ACTIVITY:
The full listing should be transcribed verbatim.

DATA UNDER STUDY:
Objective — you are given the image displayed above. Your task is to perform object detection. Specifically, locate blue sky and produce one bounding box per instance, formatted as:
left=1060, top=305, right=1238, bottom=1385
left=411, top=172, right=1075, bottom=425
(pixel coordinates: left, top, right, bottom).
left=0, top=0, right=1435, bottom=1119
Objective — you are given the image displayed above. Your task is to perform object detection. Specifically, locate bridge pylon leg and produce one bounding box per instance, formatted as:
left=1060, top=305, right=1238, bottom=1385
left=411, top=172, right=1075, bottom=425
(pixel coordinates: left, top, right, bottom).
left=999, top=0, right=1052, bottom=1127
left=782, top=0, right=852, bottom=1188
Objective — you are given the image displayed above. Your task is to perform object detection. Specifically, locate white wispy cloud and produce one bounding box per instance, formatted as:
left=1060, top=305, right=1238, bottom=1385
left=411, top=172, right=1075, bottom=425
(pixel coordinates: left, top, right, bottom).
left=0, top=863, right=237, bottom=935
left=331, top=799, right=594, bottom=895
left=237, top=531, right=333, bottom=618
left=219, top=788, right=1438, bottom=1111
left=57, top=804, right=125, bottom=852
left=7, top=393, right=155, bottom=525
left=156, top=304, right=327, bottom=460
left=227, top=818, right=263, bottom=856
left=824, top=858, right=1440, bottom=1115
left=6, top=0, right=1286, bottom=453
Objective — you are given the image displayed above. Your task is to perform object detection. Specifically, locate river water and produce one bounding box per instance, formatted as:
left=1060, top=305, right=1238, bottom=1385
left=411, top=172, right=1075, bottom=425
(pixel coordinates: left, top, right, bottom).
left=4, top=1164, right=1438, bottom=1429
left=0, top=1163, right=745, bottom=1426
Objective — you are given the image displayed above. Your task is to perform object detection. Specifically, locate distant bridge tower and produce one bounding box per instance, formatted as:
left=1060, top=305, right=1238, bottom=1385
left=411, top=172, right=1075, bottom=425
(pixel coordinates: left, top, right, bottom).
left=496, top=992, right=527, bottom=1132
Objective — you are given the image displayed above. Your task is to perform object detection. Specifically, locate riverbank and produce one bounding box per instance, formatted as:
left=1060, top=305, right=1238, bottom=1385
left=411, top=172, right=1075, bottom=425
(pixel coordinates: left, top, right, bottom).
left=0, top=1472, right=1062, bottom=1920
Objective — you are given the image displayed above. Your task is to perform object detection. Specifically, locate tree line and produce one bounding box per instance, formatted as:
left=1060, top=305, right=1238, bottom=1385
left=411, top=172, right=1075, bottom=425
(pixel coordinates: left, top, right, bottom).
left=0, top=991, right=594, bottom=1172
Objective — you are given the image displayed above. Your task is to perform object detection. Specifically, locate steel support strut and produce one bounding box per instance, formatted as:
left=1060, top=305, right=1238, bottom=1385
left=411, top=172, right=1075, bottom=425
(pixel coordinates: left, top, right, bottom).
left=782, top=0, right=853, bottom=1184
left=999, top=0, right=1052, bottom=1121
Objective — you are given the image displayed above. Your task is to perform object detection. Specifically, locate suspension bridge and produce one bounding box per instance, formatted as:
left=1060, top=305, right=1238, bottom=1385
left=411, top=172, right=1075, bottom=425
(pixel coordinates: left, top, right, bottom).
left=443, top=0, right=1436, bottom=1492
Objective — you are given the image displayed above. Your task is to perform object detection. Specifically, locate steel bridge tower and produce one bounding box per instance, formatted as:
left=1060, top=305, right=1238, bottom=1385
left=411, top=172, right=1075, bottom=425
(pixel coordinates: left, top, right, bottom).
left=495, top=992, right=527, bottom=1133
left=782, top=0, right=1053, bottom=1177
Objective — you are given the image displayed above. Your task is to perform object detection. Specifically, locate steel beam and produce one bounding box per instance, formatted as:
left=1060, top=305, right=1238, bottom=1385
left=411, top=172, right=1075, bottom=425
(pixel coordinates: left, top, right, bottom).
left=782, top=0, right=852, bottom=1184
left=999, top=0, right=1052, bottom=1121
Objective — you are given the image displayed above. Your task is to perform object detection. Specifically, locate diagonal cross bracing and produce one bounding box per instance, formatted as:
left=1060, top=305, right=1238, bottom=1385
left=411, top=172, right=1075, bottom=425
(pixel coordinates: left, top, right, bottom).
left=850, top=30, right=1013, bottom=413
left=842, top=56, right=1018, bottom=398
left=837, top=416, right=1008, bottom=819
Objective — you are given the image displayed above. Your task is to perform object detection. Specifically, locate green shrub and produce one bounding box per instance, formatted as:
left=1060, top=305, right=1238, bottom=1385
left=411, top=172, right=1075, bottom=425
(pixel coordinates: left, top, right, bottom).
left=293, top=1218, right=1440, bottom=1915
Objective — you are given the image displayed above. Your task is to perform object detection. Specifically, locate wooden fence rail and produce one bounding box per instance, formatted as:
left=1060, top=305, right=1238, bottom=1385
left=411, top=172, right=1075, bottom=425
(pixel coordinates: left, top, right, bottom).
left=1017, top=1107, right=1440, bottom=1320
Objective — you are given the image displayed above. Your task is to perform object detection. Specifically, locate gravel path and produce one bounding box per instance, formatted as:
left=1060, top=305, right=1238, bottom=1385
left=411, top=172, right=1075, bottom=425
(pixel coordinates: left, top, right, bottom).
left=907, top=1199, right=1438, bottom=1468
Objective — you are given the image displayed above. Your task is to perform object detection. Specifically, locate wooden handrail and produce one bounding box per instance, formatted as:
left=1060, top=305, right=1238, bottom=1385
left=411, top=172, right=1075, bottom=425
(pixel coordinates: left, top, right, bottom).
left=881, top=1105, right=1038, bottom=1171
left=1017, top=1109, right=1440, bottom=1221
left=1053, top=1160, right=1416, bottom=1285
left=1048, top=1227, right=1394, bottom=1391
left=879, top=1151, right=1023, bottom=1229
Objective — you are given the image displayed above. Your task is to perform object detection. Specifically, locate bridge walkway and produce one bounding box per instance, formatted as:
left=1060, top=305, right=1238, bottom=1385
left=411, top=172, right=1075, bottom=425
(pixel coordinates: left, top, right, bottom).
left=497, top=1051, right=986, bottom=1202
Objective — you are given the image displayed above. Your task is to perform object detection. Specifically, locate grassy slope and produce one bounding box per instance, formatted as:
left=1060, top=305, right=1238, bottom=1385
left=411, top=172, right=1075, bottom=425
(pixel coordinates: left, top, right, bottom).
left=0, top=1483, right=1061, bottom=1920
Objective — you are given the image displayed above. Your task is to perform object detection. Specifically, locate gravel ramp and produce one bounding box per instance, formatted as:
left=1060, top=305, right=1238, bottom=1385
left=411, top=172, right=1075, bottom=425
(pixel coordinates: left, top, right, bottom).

PROBLEM SOLUTION:
Objective — you are given the image displayed above. Your task is to perform object detection. Specifically, locate blue sky and produce one bounding box per instance, formatted as:
left=1060, top=305, right=1238, bottom=1385
left=411, top=172, right=1075, bottom=425
(pixel coordinates: left, top, right, bottom).
left=0, top=0, right=1435, bottom=1119
Objective — you are given the image displayed above. Your task is to perform object detection. Specifically, locate bridge pylon leg and produce one bounding box per instance, formatted as:
left=1060, top=305, right=1238, bottom=1385
left=411, top=172, right=1075, bottom=425
(pixel coordinates: left, top, right, bottom).
left=999, top=0, right=1052, bottom=1127
left=782, top=0, right=852, bottom=1188
Objective — you are given the image displayed above. Your task is to perform object detection. Specifically, locate white wispy cloud and produce one bounding box per instance, formatted as:
left=1060, top=305, right=1238, bottom=1385
left=411, top=172, right=1075, bottom=425
(pixel coordinates: left, top, right, bottom).
left=0, top=863, right=237, bottom=935
left=331, top=799, right=594, bottom=895
left=237, top=531, right=333, bottom=618
left=219, top=788, right=1438, bottom=1111
left=57, top=804, right=125, bottom=852
left=7, top=393, right=155, bottom=525
left=156, top=304, right=327, bottom=460
left=227, top=818, right=263, bottom=856
left=824, top=858, right=1440, bottom=1115
left=6, top=0, right=1286, bottom=453
Objective — you are given the image displayed above. Your task is to perform object detection. Specifically, locate river water and produce one bounding box per instance, formatted as:
left=1060, top=305, right=1238, bottom=1385
left=411, top=172, right=1075, bottom=425
(pixel coordinates: left, top, right, bottom).
left=4, top=1164, right=1438, bottom=1429
left=0, top=1163, right=745, bottom=1426
Objective — you are given the image displayed above. Your task is to perform object detection. Specifically, locate distant bridge tower and produce one bounding box per instance, formatted as:
left=1060, top=305, right=1238, bottom=1385
left=411, top=172, right=1075, bottom=425
(pixel coordinates: left, top, right, bottom).
left=496, top=992, right=527, bottom=1132
Objective — you are given the image displayed above. Your task is to perform object detection. Specifically, locate riverbank and produce one bounding box per instance, formatted as:
left=1060, top=305, right=1238, bottom=1385
left=411, top=172, right=1075, bottom=425
(pixel coordinates: left, top, right, bottom).
left=0, top=1472, right=1062, bottom=1920
Objective — you are given the image displayed above. Your task is to perform object detection. Specifically, locate tree line and produce one bounding box per instance, formatted as:
left=1060, top=305, right=1238, bottom=1385
left=411, top=172, right=1075, bottom=425
(pixel coordinates: left, top, right, bottom).
left=0, top=991, right=594, bottom=1172
Objective — you are given the image displayed above. Your task is to perform object detection. Specifically, locate steel support strut and produce one bounding box per instance, formatted as:
left=1060, top=305, right=1238, bottom=1385
left=411, top=172, right=1075, bottom=425
(pixel coordinates: left, top, right, bottom).
left=782, top=0, right=853, bottom=1184
left=999, top=0, right=1052, bottom=1121
Objective — you are given the image displayed above. Your task is to perform object detection. Specifically, locate suspension bridge and produce one bounding box per instance, formatted as:
left=1060, top=305, right=1238, bottom=1385
left=411, top=172, right=1075, bottom=425
(pixel coordinates: left, top, right, bottom).
left=443, top=0, right=1436, bottom=1492
Objective — you are given the image displayed above. Your task is to perform object detection. Specifically, locate steel bridge tower and produce one bounding box per instance, formatted as:
left=1060, top=305, right=1238, bottom=1385
left=411, top=172, right=1075, bottom=425
(pixel coordinates: left, top, right, bottom).
left=495, top=992, right=527, bottom=1133
left=782, top=0, right=1053, bottom=1177
Objective — you are given the image displayed above. Your task is to perform object detection. Specifically, locate steel beam and produce one bounding box per instance, formatted as:
left=1060, top=305, right=1238, bottom=1385
left=411, top=172, right=1075, bottom=425
(pixel coordinates: left, top, right, bottom).
left=782, top=0, right=852, bottom=1184
left=999, top=0, right=1052, bottom=1121
Objective — you are given the image displayed above. Your task is to perform object detection. Specifically, locate diagonal cross bracing and produce one bounding box per instance, formatted as:
left=1060, top=305, right=1238, bottom=1385
left=411, top=172, right=1075, bottom=425
(pixel coordinates: left, top, right, bottom).
left=850, top=30, right=1013, bottom=413
left=842, top=56, right=1018, bottom=398
left=837, top=416, right=1008, bottom=819
Objective — you are given the image displayed above. Your task is to perform object detection. Specifically, locate green shrub and produce one bounding box per instance, formatted as:
left=1060, top=305, right=1238, bottom=1385
left=411, top=172, right=1075, bottom=425
(pixel coordinates: left, top, right, bottom).
left=293, top=1218, right=1440, bottom=1915
Objective — you are given the image displayed above. Your task is to perform object detection. Specifically, locate wooden fence rail and produce one bounding box per instance, formatted as:
left=1060, top=305, right=1238, bottom=1385
left=411, top=172, right=1075, bottom=425
(pixel coordinates: left, top, right, bottom).
left=1017, top=1107, right=1440, bottom=1320
Objective — you are given the image displayed above. Your task is to perform object detection. Specifically, locate gravel path and produce one bounding box per instance, formatted as:
left=1060, top=305, right=1238, bottom=1385
left=411, top=172, right=1075, bottom=425
(pixel coordinates: left, top, right, bottom).
left=907, top=1199, right=1438, bottom=1468
Objective — you are given the image displayed above. Your task is to perform object detection. Specifically, locate wooden handrail and produce one bounding box per instance, formatted as:
left=1060, top=305, right=1238, bottom=1385
left=411, top=172, right=1075, bottom=425
(pixel coordinates: left, top, right, bottom).
left=881, top=1105, right=1038, bottom=1171
left=1017, top=1109, right=1440, bottom=1221
left=1053, top=1160, right=1416, bottom=1285
left=1048, top=1227, right=1394, bottom=1391
left=879, top=1151, right=1023, bottom=1229
Objective — you are given the image displayed above. Your task is to perform object detection. Specifically, locate bridge walkway and produce one bounding box per instance, formatted as:
left=1060, top=305, right=1238, bottom=1385
left=411, top=172, right=1075, bottom=425
(pixel coordinates: left, top, right, bottom).
left=497, top=1051, right=986, bottom=1202
Objective — you are given the image displayed above. Your task is to perform object detection. Specifically, locate grassy slope and produce one bounding box per instance, formatted as:
left=1060, top=305, right=1238, bottom=1385
left=411, top=172, right=1075, bottom=425
(pixel coordinates: left, top, right, bottom).
left=0, top=1483, right=1061, bottom=1920
Objective — you are given the image displayed above. Your task is to perform object detection. Specifically, locate gravel ramp and produce one bounding box per instance, formatted as:
left=1060, top=305, right=1238, bottom=1385
left=411, top=172, right=1075, bottom=425
(pixel coordinates: left, top, right, bottom).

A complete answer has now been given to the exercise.